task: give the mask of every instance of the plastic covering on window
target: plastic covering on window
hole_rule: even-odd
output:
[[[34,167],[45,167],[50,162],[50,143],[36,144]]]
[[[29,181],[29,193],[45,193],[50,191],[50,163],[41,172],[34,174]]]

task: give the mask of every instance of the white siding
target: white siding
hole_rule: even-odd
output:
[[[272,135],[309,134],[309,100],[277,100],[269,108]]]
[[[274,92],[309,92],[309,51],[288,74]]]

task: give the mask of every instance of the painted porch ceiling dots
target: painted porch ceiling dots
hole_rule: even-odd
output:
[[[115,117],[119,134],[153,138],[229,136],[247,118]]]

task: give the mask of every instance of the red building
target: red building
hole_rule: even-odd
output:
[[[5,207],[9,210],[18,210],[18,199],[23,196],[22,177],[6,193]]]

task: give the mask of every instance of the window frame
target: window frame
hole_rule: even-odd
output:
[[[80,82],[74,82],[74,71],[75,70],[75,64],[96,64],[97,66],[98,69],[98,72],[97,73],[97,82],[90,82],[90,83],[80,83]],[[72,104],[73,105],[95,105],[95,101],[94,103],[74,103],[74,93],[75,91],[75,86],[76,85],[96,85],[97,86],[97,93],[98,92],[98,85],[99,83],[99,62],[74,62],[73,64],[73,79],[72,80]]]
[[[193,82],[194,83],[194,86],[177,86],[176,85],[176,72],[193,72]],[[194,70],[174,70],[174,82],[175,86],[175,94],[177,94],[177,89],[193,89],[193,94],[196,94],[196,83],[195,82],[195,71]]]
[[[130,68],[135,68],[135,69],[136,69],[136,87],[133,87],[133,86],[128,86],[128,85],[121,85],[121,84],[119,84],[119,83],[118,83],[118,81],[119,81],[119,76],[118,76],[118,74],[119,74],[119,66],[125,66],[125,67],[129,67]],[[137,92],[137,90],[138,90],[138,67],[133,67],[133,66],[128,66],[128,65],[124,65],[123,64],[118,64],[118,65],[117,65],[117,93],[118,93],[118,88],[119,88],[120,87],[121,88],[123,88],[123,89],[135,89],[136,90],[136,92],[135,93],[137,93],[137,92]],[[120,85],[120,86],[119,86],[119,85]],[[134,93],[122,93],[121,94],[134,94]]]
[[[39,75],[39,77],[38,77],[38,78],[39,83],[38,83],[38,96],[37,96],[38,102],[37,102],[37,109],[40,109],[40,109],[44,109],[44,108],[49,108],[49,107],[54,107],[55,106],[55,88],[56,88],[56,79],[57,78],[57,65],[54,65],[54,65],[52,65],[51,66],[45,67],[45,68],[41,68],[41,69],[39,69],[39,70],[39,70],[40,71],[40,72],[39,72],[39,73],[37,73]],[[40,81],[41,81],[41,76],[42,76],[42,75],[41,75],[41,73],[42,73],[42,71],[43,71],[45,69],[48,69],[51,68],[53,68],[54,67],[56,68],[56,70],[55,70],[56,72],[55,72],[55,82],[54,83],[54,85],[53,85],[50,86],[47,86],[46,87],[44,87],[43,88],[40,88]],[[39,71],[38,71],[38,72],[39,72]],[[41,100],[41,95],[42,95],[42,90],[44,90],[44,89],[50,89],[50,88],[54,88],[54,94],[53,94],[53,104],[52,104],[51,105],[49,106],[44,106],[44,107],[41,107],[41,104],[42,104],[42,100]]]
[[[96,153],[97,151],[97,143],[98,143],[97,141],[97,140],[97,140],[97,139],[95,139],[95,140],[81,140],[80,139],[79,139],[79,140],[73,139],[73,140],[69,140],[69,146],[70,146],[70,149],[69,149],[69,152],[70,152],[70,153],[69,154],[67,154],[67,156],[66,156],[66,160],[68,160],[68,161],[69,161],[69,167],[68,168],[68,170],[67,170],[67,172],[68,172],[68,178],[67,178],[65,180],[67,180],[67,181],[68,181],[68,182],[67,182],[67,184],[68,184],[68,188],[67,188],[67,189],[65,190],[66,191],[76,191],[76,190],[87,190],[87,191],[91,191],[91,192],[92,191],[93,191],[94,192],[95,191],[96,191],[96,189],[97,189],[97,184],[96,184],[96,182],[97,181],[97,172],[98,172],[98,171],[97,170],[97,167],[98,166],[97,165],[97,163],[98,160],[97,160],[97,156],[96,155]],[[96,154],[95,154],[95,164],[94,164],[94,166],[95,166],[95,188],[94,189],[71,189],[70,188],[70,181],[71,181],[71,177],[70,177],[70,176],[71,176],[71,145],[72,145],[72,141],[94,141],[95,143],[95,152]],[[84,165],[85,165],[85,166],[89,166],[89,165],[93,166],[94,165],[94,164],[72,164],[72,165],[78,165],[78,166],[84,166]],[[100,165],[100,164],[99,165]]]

* * *

• [WHAT IS ASKED]
Please output the complete data exactly.

• [THE RESPONSE]
task: give the mask of every instance of the plastic covering on window
target: plastic covering on window
hole_rule: even-odd
output:
[[[34,167],[45,167],[50,162],[50,143],[36,144]]]
[[[29,181],[29,193],[45,193],[50,191],[50,163],[41,172],[34,174]]]

task: give the mask of every instance of the white siding
target: white siding
hole_rule: even-odd
output:
[[[272,135],[309,134],[309,100],[277,100],[269,108]]]
[[[274,92],[309,92],[309,51],[288,74]]]

task: give the mask of every instance of the painted porch ceiling dots
target: painted porch ceiling dots
hole_rule: even-odd
output:
[[[115,117],[119,134],[153,138],[229,136],[247,118]]]

task: give the mask of every instance of the red building
target: red building
hole_rule: even-odd
output:
[[[5,207],[9,210],[18,210],[18,199],[23,196],[22,177],[6,193]]]

task: give the mask of every instance of the window frame
target: window frame
hole_rule: even-odd
output:
[[[80,82],[74,82],[74,71],[75,70],[75,64],[96,64],[97,66],[98,69],[98,72],[97,73],[97,82],[90,82],[90,83],[80,83]],[[72,104],[73,105],[95,105],[95,101],[94,103],[74,103],[74,93],[75,91],[75,86],[76,85],[96,85],[97,86],[97,93],[98,92],[98,85],[99,83],[99,62],[74,62],[73,64],[73,79],[72,80]]]
[[[193,82],[194,83],[194,86],[177,86],[176,85],[176,72],[193,72]],[[194,70],[174,70],[174,82],[175,86],[175,94],[177,94],[177,89],[193,89],[193,94],[196,94],[196,83],[195,82],[195,71]]]
[[[130,68],[135,68],[135,69],[136,69],[136,87],[133,87],[133,86],[128,86],[128,85],[121,85],[121,84],[119,84],[119,83],[118,83],[118,81],[119,81],[119,76],[118,76],[118,74],[119,74],[119,66],[125,66],[125,67],[129,67]],[[137,92],[137,90],[138,90],[138,67],[133,67],[133,66],[128,66],[128,65],[124,65],[123,64],[118,64],[118,65],[117,65],[117,93],[118,93],[118,88],[119,88],[120,87],[121,88],[123,88],[123,89],[135,89],[136,90],[136,92],[135,93],[137,93],[137,92]],[[120,85],[120,86],[119,86],[119,85]],[[134,93],[122,93],[121,94],[134,94]]]
[[[39,75],[39,77],[38,77],[38,78],[39,83],[38,83],[38,96],[37,96],[38,102],[37,102],[37,109],[40,109],[40,109],[44,109],[44,108],[49,108],[49,107],[54,107],[55,106],[55,88],[56,88],[56,79],[57,78],[57,65],[54,65],[54,65],[52,65],[51,66],[45,67],[45,68],[41,68],[41,69],[39,69],[39,70],[39,70],[40,71],[40,72],[39,72],[39,73],[37,73]],[[40,81],[41,81],[41,76],[42,76],[42,75],[41,75],[41,73],[42,73],[42,71],[43,71],[45,69],[48,69],[51,68],[53,68],[54,67],[56,68],[56,70],[55,70],[56,72],[55,72],[55,82],[54,83],[54,85],[53,85],[50,86],[47,86],[46,87],[44,87],[43,88],[40,88]],[[39,71],[38,71],[38,72],[39,72]],[[41,100],[41,95],[42,95],[42,90],[44,90],[44,89],[50,89],[50,88],[54,88],[54,94],[53,94],[53,104],[52,104],[51,105],[49,106],[44,106],[44,107],[41,107],[41,104],[42,104],[42,100]]]
[[[96,153],[97,151],[97,143],[98,143],[97,141],[97,140],[97,140],[97,139],[95,139],[95,140],[81,140],[80,139],[79,139],[79,140],[73,139],[73,140],[69,140],[69,146],[70,146],[70,149],[69,149],[69,152],[70,152],[70,153],[69,154],[67,154],[67,156],[66,156],[66,160],[68,160],[68,161],[69,161],[69,167],[68,168],[68,170],[67,170],[67,172],[68,172],[68,178],[67,178],[65,180],[67,180],[67,181],[68,181],[68,182],[67,182],[67,184],[68,184],[68,188],[67,188],[67,189],[65,190],[66,191],[76,191],[76,190],[87,190],[87,191],[91,191],[91,192],[92,191],[93,191],[94,192],[95,191],[96,191],[96,189],[97,189],[97,184],[96,184],[96,182],[97,181],[97,172],[98,172],[98,171],[97,170],[97,167],[98,166],[97,165],[97,163],[98,160],[97,160],[97,156],[96,155]],[[96,154],[95,154],[95,164],[94,164],[94,166],[95,166],[95,188],[94,189],[71,189],[70,188],[70,181],[71,181],[71,177],[70,177],[70,176],[71,176],[71,145],[72,145],[72,141],[94,141],[95,143],[95,152]],[[84,165],[85,165],[85,166],[89,166],[89,165],[93,166],[94,165],[94,164],[72,164],[72,165],[78,165],[78,166],[84,166]],[[100,165],[100,164],[99,165]]]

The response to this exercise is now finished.